━━ 提示情報

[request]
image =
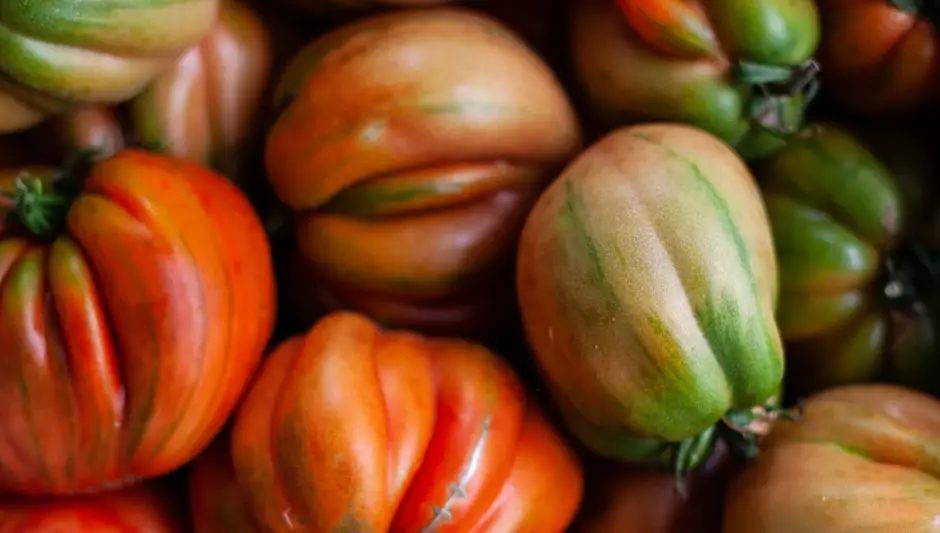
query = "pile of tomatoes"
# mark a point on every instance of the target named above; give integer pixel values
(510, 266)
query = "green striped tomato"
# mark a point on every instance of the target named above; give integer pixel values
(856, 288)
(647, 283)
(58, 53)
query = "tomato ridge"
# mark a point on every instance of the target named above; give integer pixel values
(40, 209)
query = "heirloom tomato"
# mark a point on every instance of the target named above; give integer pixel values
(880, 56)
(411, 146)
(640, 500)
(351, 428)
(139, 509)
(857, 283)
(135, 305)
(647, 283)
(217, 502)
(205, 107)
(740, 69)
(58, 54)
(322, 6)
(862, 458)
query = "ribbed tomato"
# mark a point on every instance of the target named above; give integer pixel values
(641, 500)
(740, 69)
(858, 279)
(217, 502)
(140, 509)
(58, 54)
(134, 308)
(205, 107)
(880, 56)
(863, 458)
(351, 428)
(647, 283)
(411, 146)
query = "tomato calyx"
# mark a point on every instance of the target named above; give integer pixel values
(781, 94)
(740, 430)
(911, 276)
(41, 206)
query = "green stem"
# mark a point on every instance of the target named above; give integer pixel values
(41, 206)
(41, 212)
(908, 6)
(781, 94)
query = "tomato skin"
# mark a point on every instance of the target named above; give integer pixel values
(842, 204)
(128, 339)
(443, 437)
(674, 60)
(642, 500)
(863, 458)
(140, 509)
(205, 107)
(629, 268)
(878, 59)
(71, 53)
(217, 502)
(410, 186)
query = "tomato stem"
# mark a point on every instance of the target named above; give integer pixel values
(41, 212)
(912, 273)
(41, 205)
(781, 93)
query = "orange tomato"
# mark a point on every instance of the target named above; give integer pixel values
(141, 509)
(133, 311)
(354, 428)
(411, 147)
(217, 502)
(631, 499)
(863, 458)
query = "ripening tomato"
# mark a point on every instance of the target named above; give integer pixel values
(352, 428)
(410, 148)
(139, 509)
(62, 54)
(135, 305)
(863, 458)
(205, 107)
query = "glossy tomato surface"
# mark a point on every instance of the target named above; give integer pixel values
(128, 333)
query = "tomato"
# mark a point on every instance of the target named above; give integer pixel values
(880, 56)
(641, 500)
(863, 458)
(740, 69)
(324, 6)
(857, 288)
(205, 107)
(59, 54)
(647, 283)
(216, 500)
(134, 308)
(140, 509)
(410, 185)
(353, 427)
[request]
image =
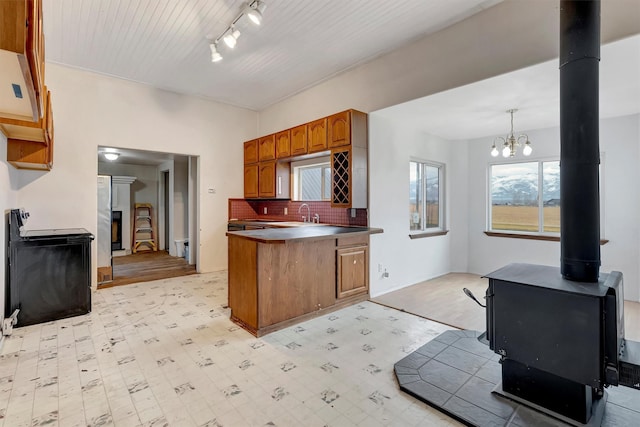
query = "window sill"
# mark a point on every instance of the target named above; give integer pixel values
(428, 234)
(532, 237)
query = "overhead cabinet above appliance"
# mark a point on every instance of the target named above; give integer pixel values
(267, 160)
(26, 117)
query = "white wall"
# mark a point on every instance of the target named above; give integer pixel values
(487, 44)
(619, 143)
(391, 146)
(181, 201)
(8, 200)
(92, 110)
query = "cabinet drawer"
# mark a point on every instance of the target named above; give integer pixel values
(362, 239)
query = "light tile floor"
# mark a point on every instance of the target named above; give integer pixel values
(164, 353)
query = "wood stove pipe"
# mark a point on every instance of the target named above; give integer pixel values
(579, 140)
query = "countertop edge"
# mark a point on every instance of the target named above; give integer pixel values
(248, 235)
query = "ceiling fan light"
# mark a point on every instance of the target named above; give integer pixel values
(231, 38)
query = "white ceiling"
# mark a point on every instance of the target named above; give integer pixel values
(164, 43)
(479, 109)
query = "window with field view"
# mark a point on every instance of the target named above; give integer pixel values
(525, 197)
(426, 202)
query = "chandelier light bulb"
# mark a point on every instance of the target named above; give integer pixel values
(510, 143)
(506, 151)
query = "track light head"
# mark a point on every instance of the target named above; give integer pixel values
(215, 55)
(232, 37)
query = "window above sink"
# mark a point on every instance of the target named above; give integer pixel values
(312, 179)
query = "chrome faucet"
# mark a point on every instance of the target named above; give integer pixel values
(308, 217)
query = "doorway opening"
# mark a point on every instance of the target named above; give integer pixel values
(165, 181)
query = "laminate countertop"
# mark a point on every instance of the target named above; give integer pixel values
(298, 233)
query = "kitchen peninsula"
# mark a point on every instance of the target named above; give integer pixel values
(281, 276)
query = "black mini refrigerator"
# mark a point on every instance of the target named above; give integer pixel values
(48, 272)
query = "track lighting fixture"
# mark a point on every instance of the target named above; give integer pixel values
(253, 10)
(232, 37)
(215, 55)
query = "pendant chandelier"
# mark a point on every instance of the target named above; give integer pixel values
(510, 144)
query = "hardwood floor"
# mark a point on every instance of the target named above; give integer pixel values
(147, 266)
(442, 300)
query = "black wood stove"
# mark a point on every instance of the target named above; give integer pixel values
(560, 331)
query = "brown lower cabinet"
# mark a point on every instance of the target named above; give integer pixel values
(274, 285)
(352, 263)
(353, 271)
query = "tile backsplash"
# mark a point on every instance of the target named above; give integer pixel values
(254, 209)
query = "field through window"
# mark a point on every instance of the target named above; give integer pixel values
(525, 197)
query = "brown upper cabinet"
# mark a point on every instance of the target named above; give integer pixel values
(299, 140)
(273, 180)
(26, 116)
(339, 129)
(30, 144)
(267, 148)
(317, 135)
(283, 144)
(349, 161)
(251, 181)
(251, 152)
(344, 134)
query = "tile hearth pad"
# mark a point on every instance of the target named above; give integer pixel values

━━━━

上の一覧から、文字列「ceiling」を含む行をすべて書き出してください。大文字と小文字は区別します。

query = "ceiling fan light"
query = "white ceiling"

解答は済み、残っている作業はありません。